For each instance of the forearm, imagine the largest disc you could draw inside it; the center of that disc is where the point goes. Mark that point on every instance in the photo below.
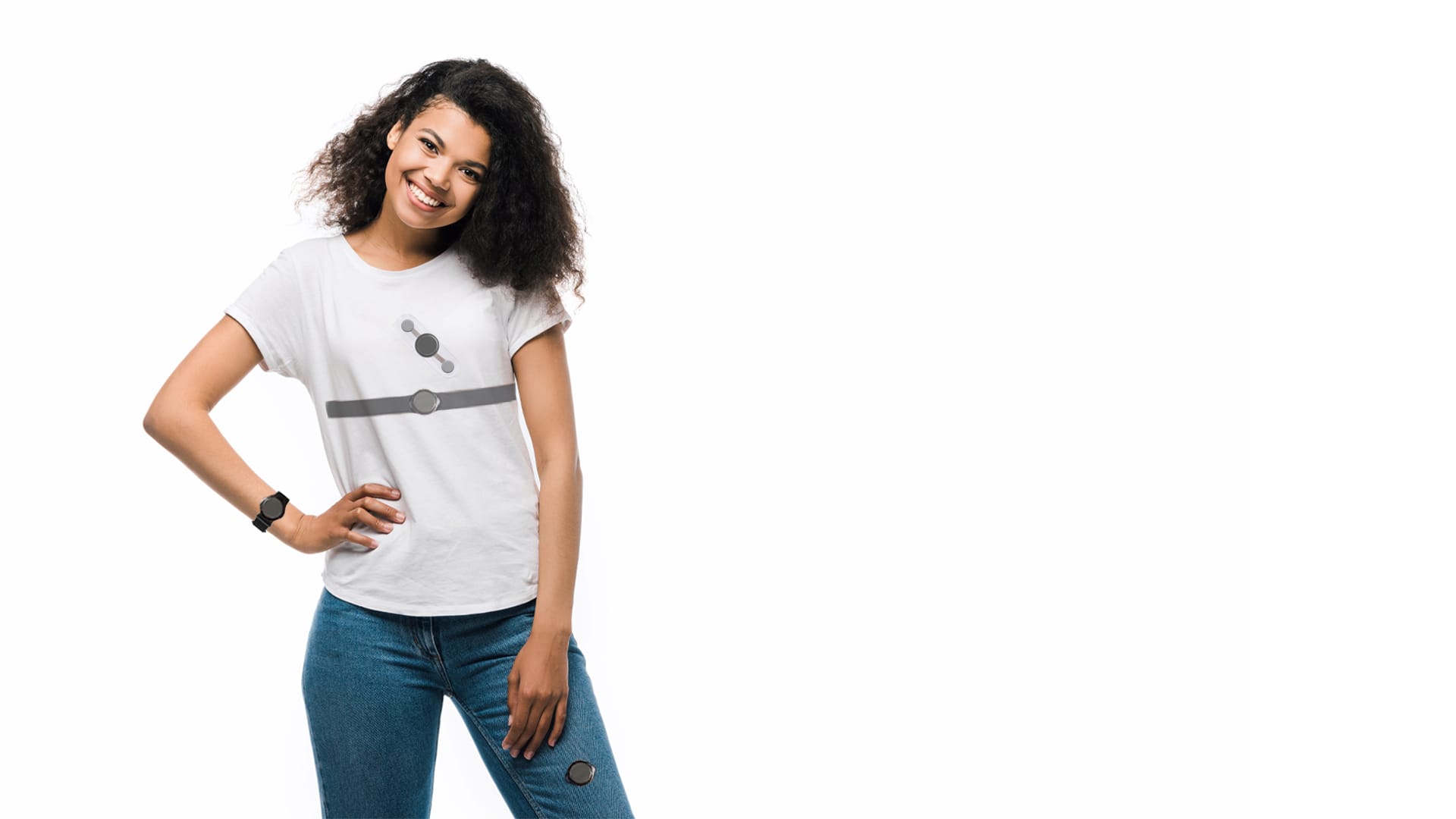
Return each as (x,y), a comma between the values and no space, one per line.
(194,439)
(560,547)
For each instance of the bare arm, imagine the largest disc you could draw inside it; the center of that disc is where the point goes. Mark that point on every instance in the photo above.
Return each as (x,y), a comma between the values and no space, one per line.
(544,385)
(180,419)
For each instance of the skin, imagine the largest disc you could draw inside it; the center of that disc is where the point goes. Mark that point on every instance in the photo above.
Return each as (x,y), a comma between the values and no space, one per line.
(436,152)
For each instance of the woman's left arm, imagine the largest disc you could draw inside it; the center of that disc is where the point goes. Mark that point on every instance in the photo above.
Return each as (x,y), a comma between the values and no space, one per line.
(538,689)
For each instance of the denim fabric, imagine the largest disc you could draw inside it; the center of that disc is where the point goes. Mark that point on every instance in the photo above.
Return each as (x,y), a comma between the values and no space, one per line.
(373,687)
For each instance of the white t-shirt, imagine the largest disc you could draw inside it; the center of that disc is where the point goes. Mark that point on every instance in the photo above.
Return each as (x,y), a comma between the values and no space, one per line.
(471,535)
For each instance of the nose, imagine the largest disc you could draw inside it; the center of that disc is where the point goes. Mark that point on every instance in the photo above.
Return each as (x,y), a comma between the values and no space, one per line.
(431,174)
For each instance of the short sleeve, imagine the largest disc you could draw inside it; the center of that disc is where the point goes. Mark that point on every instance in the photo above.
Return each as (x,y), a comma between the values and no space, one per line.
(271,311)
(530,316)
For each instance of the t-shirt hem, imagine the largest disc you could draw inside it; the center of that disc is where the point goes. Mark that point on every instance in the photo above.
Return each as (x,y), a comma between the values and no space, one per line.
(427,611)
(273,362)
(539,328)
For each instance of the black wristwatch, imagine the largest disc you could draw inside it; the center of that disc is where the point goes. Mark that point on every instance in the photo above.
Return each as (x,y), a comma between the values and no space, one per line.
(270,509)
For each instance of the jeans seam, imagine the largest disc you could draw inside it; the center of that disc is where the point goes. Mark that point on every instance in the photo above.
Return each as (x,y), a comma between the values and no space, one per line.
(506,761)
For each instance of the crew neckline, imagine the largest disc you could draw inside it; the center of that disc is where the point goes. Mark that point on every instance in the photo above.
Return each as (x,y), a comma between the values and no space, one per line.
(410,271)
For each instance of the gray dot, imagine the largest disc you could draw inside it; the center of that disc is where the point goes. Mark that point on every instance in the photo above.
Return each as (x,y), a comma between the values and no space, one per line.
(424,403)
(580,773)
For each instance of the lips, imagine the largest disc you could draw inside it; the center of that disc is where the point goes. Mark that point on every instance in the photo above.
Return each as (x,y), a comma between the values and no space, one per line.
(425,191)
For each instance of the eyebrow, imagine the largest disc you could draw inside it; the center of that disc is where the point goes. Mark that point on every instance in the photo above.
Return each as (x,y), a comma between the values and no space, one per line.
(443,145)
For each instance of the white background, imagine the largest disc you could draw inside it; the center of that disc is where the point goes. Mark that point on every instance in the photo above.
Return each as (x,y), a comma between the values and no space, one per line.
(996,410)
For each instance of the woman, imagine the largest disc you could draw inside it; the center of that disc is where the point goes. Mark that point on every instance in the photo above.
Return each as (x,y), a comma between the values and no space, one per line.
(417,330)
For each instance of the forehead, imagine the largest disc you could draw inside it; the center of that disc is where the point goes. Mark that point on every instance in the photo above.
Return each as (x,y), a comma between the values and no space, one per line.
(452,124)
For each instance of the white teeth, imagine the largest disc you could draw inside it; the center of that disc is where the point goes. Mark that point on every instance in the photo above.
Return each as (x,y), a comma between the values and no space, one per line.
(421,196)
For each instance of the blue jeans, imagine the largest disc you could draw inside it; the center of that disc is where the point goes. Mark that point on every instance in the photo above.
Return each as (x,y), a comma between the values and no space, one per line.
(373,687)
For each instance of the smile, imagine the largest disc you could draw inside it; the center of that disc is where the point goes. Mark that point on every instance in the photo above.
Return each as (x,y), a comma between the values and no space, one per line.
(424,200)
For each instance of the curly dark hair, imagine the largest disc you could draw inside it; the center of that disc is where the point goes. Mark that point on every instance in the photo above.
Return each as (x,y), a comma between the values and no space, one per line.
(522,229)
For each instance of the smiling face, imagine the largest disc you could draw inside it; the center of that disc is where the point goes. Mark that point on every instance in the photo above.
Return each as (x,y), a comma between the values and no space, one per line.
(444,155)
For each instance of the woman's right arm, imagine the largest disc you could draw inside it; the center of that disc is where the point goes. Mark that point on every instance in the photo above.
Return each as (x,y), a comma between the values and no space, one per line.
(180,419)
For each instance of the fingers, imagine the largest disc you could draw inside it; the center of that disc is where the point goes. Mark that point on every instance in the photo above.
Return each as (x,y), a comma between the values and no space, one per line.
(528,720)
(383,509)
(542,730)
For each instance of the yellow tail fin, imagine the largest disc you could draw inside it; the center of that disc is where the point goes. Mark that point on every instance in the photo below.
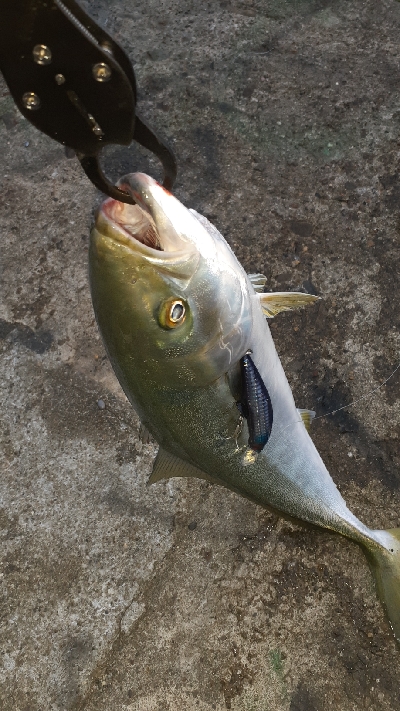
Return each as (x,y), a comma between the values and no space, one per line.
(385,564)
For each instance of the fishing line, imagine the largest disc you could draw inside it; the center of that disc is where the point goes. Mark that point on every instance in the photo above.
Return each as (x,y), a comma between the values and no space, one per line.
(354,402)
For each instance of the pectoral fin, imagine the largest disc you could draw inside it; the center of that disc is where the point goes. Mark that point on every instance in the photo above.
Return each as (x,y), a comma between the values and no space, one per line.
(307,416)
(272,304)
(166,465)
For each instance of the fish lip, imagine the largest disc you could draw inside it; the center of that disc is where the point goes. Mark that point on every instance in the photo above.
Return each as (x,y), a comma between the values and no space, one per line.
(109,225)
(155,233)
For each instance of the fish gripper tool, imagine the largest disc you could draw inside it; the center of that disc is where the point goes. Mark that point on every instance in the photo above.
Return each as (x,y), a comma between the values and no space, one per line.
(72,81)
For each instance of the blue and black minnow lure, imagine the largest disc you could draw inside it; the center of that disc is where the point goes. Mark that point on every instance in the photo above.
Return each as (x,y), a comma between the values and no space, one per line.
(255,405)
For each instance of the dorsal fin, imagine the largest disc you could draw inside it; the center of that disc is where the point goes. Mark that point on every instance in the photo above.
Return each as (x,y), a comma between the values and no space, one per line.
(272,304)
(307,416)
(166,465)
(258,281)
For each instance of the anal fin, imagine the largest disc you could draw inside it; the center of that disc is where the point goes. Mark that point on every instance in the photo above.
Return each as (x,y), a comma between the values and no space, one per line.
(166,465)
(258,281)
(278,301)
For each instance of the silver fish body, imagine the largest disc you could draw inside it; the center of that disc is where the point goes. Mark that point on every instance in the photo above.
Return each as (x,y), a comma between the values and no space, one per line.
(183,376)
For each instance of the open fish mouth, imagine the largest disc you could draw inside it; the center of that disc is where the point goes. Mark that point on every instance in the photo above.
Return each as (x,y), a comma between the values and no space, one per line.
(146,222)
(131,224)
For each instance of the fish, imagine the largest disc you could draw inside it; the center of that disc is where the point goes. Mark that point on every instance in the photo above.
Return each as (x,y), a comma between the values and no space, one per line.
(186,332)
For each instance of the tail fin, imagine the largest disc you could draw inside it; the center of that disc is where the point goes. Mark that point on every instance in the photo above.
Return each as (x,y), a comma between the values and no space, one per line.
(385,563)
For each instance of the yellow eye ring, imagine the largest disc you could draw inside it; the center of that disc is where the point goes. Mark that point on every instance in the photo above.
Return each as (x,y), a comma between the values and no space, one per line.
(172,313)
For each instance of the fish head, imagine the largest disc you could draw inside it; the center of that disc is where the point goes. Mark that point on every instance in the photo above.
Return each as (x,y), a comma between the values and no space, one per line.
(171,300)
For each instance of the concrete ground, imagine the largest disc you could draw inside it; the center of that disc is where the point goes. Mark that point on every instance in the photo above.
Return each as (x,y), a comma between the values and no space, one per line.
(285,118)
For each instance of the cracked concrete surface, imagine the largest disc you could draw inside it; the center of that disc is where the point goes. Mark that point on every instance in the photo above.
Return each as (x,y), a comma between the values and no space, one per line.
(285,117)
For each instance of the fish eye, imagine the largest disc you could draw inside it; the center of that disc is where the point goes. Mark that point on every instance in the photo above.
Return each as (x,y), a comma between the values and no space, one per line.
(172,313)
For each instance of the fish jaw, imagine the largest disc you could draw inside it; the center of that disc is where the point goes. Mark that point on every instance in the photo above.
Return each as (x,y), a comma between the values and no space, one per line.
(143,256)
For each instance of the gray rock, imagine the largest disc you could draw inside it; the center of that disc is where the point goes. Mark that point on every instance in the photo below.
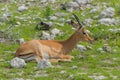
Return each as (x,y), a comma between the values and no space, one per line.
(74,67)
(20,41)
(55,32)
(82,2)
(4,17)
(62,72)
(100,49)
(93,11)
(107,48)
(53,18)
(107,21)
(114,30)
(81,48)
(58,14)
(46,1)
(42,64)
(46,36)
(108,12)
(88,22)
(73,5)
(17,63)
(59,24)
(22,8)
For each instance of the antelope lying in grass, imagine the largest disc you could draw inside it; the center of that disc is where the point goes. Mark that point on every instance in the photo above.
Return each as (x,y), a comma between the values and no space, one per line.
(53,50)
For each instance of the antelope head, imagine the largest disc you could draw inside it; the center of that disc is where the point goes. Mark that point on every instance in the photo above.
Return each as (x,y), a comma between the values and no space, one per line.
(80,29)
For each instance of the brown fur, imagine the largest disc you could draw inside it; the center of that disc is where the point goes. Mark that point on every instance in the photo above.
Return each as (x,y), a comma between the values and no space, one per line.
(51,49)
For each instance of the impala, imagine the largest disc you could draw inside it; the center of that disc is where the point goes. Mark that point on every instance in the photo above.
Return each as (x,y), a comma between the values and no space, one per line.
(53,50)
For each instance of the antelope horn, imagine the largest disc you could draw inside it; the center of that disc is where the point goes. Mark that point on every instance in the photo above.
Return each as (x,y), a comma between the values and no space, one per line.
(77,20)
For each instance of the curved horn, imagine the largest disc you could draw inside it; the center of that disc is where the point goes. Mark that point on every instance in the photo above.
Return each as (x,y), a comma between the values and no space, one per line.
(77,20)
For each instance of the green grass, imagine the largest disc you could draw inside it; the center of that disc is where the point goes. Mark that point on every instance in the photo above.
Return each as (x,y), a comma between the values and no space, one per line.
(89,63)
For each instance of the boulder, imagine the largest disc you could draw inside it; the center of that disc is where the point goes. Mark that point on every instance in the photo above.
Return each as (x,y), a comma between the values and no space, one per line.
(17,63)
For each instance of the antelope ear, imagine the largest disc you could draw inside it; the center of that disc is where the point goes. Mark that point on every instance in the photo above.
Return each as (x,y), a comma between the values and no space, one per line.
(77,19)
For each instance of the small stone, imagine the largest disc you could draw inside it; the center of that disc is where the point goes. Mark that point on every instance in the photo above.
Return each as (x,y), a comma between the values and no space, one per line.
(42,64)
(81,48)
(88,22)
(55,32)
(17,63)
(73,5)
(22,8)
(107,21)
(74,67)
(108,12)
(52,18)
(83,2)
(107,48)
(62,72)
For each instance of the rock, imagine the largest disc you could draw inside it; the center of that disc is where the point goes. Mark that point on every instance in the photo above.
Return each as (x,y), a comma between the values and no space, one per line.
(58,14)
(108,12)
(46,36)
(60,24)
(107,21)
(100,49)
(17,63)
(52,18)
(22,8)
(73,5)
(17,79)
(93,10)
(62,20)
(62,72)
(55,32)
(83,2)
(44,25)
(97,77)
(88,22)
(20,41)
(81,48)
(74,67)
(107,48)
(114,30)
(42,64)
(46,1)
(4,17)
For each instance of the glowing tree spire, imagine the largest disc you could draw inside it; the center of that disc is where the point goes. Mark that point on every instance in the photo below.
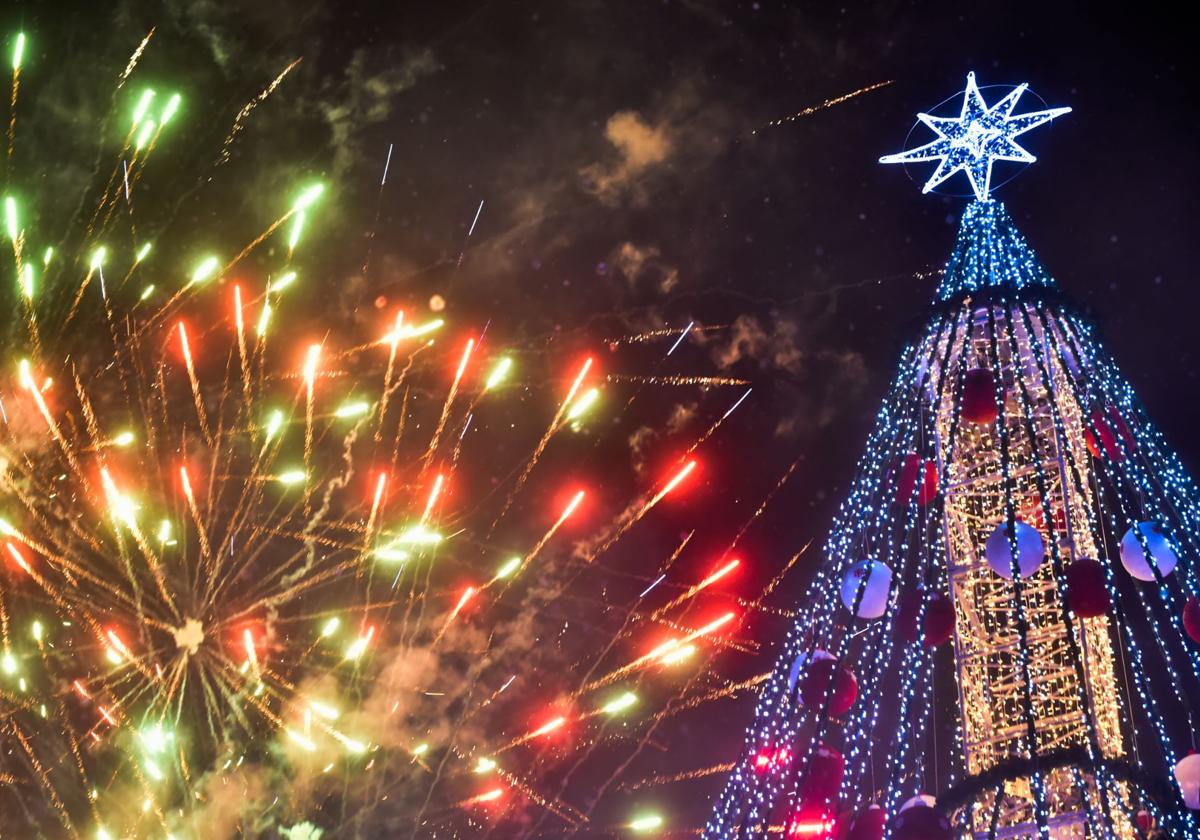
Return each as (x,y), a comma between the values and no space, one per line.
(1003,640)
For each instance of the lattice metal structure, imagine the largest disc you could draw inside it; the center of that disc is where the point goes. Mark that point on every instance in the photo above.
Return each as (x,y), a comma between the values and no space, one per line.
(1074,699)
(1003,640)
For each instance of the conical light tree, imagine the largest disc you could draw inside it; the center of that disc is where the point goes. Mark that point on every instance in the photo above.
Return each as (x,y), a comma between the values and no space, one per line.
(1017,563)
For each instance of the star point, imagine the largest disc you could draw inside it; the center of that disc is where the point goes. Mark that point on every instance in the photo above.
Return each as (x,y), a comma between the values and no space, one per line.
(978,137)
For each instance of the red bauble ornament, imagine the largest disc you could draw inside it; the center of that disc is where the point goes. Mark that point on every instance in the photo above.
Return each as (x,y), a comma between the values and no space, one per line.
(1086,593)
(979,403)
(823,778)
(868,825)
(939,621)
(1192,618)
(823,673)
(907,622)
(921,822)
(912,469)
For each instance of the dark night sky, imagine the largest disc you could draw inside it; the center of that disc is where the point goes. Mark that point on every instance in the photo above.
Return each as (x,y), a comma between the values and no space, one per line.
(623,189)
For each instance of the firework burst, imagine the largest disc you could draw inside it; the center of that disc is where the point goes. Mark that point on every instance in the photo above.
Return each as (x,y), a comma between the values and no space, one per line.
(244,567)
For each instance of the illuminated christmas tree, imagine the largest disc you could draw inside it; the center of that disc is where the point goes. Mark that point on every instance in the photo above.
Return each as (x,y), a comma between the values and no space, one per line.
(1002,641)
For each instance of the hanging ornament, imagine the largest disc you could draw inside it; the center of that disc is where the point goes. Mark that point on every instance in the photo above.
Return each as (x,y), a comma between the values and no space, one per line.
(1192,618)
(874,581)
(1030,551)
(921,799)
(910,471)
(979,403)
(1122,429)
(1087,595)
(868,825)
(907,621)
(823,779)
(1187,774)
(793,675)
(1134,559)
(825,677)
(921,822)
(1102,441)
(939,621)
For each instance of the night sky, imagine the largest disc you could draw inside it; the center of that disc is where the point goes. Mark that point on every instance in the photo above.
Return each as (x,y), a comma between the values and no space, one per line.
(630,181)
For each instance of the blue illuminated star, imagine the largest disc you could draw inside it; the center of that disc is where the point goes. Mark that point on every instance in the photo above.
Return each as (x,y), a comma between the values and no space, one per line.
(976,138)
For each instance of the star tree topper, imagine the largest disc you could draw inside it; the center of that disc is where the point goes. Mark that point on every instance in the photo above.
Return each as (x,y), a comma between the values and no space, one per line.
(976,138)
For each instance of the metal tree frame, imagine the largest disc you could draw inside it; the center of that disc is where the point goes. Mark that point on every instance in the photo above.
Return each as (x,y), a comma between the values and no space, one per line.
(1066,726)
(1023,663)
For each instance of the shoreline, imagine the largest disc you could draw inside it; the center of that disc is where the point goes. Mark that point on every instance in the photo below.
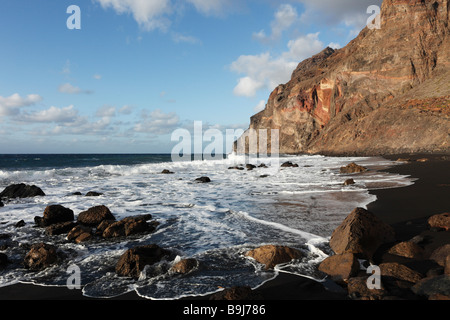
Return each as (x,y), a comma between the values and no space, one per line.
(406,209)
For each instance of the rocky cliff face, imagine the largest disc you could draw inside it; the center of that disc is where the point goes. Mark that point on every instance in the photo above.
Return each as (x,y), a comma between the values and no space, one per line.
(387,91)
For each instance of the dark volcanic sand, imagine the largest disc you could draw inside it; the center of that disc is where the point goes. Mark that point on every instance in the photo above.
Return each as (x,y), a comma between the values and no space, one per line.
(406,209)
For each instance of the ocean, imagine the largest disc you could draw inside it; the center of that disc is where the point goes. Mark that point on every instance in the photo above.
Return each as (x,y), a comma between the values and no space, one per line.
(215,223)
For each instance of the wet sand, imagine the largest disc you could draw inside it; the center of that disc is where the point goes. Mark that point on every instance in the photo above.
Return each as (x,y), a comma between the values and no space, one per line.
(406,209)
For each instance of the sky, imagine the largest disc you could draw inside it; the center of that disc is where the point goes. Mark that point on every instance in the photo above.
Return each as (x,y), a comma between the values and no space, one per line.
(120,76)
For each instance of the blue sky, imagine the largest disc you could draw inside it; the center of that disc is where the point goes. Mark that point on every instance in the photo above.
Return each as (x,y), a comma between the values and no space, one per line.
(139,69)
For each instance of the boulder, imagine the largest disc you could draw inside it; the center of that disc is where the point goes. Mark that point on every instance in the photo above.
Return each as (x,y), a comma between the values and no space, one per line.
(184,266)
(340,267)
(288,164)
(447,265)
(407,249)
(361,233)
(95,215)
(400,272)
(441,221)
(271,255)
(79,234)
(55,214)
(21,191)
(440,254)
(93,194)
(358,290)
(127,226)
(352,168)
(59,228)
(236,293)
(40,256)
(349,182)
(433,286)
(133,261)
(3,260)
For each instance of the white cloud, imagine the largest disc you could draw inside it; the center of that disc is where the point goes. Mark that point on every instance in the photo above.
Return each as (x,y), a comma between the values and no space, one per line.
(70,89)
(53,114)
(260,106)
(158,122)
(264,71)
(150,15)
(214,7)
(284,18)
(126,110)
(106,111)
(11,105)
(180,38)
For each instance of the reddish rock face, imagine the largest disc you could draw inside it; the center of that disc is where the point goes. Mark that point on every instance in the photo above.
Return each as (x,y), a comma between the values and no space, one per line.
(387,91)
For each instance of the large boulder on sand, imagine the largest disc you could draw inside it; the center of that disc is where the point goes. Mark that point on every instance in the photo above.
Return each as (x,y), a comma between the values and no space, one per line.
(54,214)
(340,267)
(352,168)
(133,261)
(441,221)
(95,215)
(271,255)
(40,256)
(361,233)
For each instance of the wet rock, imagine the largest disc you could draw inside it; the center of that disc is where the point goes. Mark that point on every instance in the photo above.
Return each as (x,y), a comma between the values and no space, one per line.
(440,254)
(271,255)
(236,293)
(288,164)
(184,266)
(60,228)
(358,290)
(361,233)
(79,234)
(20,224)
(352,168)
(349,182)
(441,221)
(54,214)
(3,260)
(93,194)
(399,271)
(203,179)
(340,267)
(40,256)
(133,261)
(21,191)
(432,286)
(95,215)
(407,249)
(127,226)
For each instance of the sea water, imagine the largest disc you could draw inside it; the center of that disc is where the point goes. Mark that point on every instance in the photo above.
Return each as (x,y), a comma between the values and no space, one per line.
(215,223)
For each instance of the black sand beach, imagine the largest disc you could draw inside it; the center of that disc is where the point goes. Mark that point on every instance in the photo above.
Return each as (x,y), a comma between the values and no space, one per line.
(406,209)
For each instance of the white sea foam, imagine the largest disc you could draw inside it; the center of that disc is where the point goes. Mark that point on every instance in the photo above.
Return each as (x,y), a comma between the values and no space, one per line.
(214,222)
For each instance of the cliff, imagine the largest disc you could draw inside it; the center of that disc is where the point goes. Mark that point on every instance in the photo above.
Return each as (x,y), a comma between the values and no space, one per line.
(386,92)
━━━━
__WORK TO BE COMPLETED__: Give back exactly the lines beginning at the one with "For each instance of the wet rock, imagine" and ending at the final line of the material; both boundary lines belong in it.

__EXERCISE OUTPUT__:
For each instance of the wet rock, imagine the largest disc you could draw inside it; the center of that disc is where the point goes. Mark that point on every instance in the photo above.
Return each as (x,y), a comma between the values and no space, one per line.
(440,254)
(271,255)
(236,293)
(288,164)
(184,266)
(60,228)
(358,290)
(361,233)
(79,234)
(20,224)
(352,168)
(349,182)
(441,221)
(54,214)
(3,260)
(93,194)
(399,271)
(203,179)
(340,267)
(40,256)
(133,261)
(21,191)
(432,286)
(95,215)
(407,249)
(127,226)
For each instance of the sea water, imagine the largest disc you could draw inside it; the center of that disc is where the point goes. Mark that point on every instance in the photo above.
Return each as (x,y), a comma between the values and no space, one per line.
(215,223)
For each instance of the black sand beach, imagine the largest disc you could draw inside it; the center of that disc is where the point goes. Mark that point on every instance in the photo above.
Return each as (x,y), a comma between the values and no space, one per line.
(406,209)
For each instance of the white sea foam, imagine the largest disc you could draw inside it; the center of that disc is where the point goes. Mark that point on every instance in the photo above.
Return each as (x,y), a comma between the values and no space, one per line.
(214,222)
For each instance of the cliff, imagine the largest disc you could draw inside it; the center of that disc is where the point goes. Mark that point on every instance in the photo above.
Return each as (x,y), a comma between the values and no space, one per line.
(386,92)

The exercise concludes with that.